→ **RECORDS TO USE**:
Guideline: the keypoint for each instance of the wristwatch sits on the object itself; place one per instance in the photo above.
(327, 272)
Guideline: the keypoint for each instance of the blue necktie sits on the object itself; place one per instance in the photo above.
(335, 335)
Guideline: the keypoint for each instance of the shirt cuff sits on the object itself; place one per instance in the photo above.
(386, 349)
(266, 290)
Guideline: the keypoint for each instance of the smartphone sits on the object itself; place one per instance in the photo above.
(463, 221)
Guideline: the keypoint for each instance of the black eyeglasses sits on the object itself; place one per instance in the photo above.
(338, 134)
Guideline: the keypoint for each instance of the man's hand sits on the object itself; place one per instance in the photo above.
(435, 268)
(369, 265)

→ **PROBLEM TO WORK ON**: Rewrite the entries as a two-column CSV with the header row "request" and "response". Give one row per entry, with its text and its answer each in a single quoted field and any line breaks replaced by spaces.

→ **SOLUTION TO THIS PROBLEM**:
request,response
"Guideline: the keypoint for each instance of the wristwatch sits on the object itself; place one per instance in the photo above.","(327, 272)"
"Guideline: the keypoint for each instance of the blue necktie sits on the object itself; place one per instance in the photo above.","(335, 335)"
"Guideline: the keypoint for each instance of the shirt cuff sits on the object itself; place one per instance in the photo above.","(386, 349) (266, 290)"
"Guideline: the keypoint for each instance of the smartphone sits on the object itself; place one per instance in the photo above.","(463, 221)"
"Guideline: the keypoint for each instance of the black eyeglasses sits on the object itself; place one per instance in the photo above.","(338, 134)"
"Guideline: the keypoint for each instance of the man's hand sits on the object itself; place one per instance in the photo above.","(435, 268) (369, 265)"